> [To do]: Below are some lines of data. Return all of them as they are.

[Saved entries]
------------------------------
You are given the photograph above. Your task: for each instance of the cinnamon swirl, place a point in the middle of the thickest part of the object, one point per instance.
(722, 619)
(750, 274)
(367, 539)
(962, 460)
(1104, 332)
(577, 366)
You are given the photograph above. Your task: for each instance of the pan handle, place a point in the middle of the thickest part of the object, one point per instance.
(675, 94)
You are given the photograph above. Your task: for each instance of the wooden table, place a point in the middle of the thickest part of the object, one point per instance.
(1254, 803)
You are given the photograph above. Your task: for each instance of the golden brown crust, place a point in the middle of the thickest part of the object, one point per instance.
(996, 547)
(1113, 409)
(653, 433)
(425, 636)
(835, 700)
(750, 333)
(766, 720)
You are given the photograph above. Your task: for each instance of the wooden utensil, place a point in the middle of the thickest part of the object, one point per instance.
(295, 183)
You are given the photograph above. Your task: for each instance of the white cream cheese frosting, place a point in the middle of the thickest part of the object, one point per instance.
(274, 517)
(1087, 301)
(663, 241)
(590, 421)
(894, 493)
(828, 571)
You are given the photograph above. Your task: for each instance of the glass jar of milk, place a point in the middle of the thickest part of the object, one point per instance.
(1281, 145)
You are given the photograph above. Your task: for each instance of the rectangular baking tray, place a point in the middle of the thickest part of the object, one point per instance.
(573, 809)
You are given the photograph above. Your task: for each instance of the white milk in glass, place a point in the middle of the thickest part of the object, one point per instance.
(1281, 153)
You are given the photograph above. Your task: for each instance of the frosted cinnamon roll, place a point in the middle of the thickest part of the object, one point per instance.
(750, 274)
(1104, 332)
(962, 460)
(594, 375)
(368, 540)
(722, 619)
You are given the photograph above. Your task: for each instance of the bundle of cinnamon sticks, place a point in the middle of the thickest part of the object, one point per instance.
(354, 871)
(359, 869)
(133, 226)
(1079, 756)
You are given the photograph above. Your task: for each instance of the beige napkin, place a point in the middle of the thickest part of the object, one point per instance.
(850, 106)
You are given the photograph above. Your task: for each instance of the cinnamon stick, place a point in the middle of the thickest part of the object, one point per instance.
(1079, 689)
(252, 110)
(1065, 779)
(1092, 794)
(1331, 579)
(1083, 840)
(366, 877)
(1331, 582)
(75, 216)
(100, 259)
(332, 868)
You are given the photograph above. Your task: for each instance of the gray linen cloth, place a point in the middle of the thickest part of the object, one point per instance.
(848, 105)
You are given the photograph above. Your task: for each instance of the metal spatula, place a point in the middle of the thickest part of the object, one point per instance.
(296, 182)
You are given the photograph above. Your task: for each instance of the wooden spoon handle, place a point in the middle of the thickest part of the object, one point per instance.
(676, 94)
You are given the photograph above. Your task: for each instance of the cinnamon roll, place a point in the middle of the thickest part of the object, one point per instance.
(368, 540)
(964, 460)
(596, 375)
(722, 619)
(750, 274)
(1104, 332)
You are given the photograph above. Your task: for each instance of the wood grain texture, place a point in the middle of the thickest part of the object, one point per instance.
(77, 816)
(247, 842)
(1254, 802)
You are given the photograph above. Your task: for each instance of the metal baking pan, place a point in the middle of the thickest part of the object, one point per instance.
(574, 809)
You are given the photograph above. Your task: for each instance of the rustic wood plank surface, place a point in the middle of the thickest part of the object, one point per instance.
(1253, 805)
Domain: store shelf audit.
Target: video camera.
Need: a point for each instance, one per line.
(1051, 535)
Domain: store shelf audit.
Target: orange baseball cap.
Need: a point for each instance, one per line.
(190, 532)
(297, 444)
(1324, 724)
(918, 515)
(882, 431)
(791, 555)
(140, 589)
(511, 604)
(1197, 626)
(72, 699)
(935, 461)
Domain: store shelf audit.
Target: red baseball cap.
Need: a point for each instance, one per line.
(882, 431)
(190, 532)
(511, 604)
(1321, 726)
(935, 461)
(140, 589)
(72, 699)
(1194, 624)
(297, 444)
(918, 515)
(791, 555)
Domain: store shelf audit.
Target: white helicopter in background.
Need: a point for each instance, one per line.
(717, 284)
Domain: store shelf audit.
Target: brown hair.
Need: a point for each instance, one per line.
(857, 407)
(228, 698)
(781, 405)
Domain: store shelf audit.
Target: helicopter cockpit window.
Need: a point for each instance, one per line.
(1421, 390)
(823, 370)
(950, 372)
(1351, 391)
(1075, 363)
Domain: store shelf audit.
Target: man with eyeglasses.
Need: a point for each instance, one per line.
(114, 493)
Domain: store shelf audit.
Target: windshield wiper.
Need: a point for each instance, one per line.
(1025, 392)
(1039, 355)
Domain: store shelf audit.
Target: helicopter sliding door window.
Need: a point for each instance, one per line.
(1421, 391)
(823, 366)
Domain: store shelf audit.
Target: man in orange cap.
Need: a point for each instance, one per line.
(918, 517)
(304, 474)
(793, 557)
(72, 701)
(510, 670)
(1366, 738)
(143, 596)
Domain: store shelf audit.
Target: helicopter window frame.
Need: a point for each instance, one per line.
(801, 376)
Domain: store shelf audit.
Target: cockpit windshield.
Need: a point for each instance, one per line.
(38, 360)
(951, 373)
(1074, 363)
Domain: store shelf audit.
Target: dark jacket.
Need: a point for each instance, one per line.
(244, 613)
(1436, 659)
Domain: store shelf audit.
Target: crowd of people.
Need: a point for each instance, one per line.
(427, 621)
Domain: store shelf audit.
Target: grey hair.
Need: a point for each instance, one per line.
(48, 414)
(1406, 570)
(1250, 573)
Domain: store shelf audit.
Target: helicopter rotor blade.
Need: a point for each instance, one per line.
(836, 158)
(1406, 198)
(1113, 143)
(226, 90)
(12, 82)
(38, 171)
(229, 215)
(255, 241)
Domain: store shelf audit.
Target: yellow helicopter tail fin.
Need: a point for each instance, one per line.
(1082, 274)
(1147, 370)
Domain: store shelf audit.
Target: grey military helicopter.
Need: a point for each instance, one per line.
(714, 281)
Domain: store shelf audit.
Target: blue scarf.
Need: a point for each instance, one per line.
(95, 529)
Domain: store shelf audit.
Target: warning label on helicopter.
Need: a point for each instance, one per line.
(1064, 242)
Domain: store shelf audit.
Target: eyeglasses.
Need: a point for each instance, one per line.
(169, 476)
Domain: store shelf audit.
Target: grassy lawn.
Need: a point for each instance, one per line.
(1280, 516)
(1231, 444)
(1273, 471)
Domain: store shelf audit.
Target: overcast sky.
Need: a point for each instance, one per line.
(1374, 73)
------------------------------
> [Answer section]:
You are given the photograph above. Your task: for each instance of the cinnamon swirl, place a point in the middle of the thickest part of the object, one point per instance.
(722, 619)
(750, 274)
(367, 539)
(962, 460)
(1104, 332)
(577, 366)
You are given the photograph above. Your task: for each instance of the pan handle, place a point in the middle of the thickest part of the object, one point per instance.
(675, 94)
You are given the photograph above. Your task: for each instance of the wooden table, place a point in the middle of the thickest part of the object, one point per instance.
(1254, 803)
You are given the photograph above. Your task: for each instance of the golden brown crust, place a point in the middle of the thickest part of the object, one point per instance.
(996, 547)
(1113, 409)
(653, 433)
(425, 636)
(835, 700)
(750, 333)
(766, 720)
You are given the photograph above. Your task: for each instance of the wooden utensil, place a point in the middle of the thickest part of the object, one point per instance.
(295, 183)
You are given the photograph above. Your task: for each instance of the white cream cheese frosting, place a point in the middle of the thickest part of the object, one point per instance.
(274, 517)
(1087, 301)
(663, 241)
(590, 421)
(894, 493)
(828, 571)
You are given the photograph above. Your task: for each instance of the glass jar of milk, place a point in the middle of the thickest part of the object, one point per instance.
(1281, 145)
You are given the photograph above. Your task: for each instance of the rectangular baking tray, place a point in the middle of the thickest part of the object, one point per instance.
(573, 809)
You are given the photograph above. Your task: for each instance of the white milk in glass, place a point in the middle of the thickest part of the object, one point per instance.
(1281, 153)
You are given the photograph above. Your task: for each instance of the frosted cinnamon roll, place a point in the middle of the thickest part of the object, one point per instance.
(750, 274)
(1104, 332)
(962, 460)
(594, 375)
(368, 540)
(722, 619)
You are given the photograph above. Your task: for each instance of the bundle of cinnamon sticks, place a point in the middle of the thickest part of the object, one point per instance.
(354, 871)
(359, 869)
(133, 226)
(1079, 756)
You are given the photograph above. Your task: for each instance of the beige napkin, place a point in the middle of the thickest part of the object, one point per instance.
(850, 106)
You are given the photograph above. Your task: for each instance of the cinnamon stick, place a point in the middle of the thickest part of the object, one point per instance.
(1079, 689)
(252, 110)
(1065, 779)
(1092, 794)
(1331, 579)
(1083, 840)
(366, 877)
(1331, 582)
(75, 216)
(100, 259)
(332, 868)
You are given the photograph above. Your task: for each instance of the gray linen cloth, place a point in the middle of the thickest part of the object, one point per instance.
(848, 105)
You are given the photograph above. Your task: for each instance of the metal spatula, place a point in the middle of the thickest part of the object, one point per instance.
(296, 182)
You are given the photograph above. Your task: for each instance of the wooden spoon handle, place a point in the middle of the thickest part of the object, one point per instance.
(676, 94)
You are given the photograph above. Your task: for each instance of the cinnamon roll, place a point in the middle of the thickest part of the object, one point per instance.
(368, 540)
(964, 460)
(596, 375)
(722, 619)
(750, 274)
(1104, 332)
You are given the photograph above. Your task: for each instance of the wood grain texture, place a point in the middle of the thickest part of the object, one point per instance.
(77, 816)
(247, 842)
(1254, 802)
You are given the photograph above. Your task: for each instance of the metal baking pan, place a point in the middle of the thickest part of the object, one point per instance.
(574, 809)
You are given the photograph above. Your task: for each instance of the rustic wood plank surface, place a point in the middle of the thickest part of the object, one point per instance.
(1253, 805)
Domain: store shelf audit.
Target: video camera.
Need: a point for each instance, one per line.
(1051, 535)
Domain: store shelf audit.
Target: orange baseball cap.
Need: a point for each instance, one per line.
(190, 532)
(297, 444)
(1324, 724)
(918, 515)
(882, 431)
(791, 555)
(140, 589)
(511, 604)
(1197, 626)
(72, 699)
(935, 461)
Domain: store shelf audit.
Target: red baseball cap.
Need: a point for each instance, one per line.
(882, 431)
(190, 532)
(511, 604)
(1321, 726)
(935, 461)
(140, 589)
(72, 699)
(1194, 624)
(297, 444)
(918, 515)
(791, 555)
Domain: store shelf audit.
Target: white helicopter in background.
Need: a point for each instance, one per line.
(717, 284)
Domain: store shelf audit.
Target: brown hair.
Need: a point for each instance, one per line.
(857, 407)
(228, 698)
(781, 405)
Domain: store shelf audit.
Target: helicopter cockpit window.
Need: a point for each instance, one per line.
(1421, 390)
(823, 370)
(950, 372)
(1351, 391)
(1075, 363)
Domain: store shelf audit.
Target: man with eyeglasses.
Need: a point for each instance, one per line.
(114, 493)
Domain: store shelf audit.
Target: windshield wiper.
Need: a point for each instance, one per line.
(1025, 392)
(1039, 355)
Domain: store shelf audit.
Target: helicopter sliding door window.
Need: a point for each instance, one per line.
(1421, 391)
(823, 366)
Domain: store shelf audit.
Target: man in orange cap.
Need: a point for each instance, one per line.
(918, 517)
(304, 474)
(793, 557)
(72, 701)
(510, 670)
(1366, 738)
(143, 596)
Domain: store shelf audit.
Target: helicopter window frame.
Need: a point for each instance, one per line.
(801, 376)
Domain: store shelf audit.
Target: cockpit windshield.
Need: a point for each instance, one per line.
(38, 360)
(951, 373)
(1074, 363)
Domain: store shelf audit.
Target: dark jacket.
Need: a point for each instance, one per line.
(244, 613)
(1436, 659)
Domain: store shelf audit.
Target: crowd of people.
Need: a point for each instance, one per line.
(427, 621)
Domain: store shelf audit.
Target: grey hair.
Need: a point for each instance, one per line.
(48, 414)
(1406, 570)
(1250, 573)
Domain: store shelf audit.
Target: helicopter rotor blade.
Need: a point for each instance, one per line.
(836, 158)
(1406, 198)
(1113, 143)
(226, 90)
(12, 82)
(38, 171)
(229, 215)
(255, 241)
Domain: store shelf audit.
Target: yellow helicopter tail fin.
Need: a point for each instance, one per line.
(1082, 274)
(1147, 370)
Domain: store shelf audit.
Target: grey military helicopter.
Need: a point for each instance, one per line.
(714, 281)
Domain: store shelf audit.
Target: blue scarf.
Need: a point for each instance, one per line.
(95, 529)
Domain: store shelf audit.
Target: warning label on helicopter.
Need: a point for each instance, one per line.
(1064, 242)
Domain: store shelf audit.
Target: eyeglasses.
Need: a point for each instance, one per line.
(169, 476)
Domain: store shelf audit.
Target: grassy lawn.
Need: a point for each instance, one per line.
(1280, 516)
(1231, 444)
(1273, 471)
Domain: store shelf audit.
Target: overcast sky.
Need: a point for each instance, one per line.
(1374, 73)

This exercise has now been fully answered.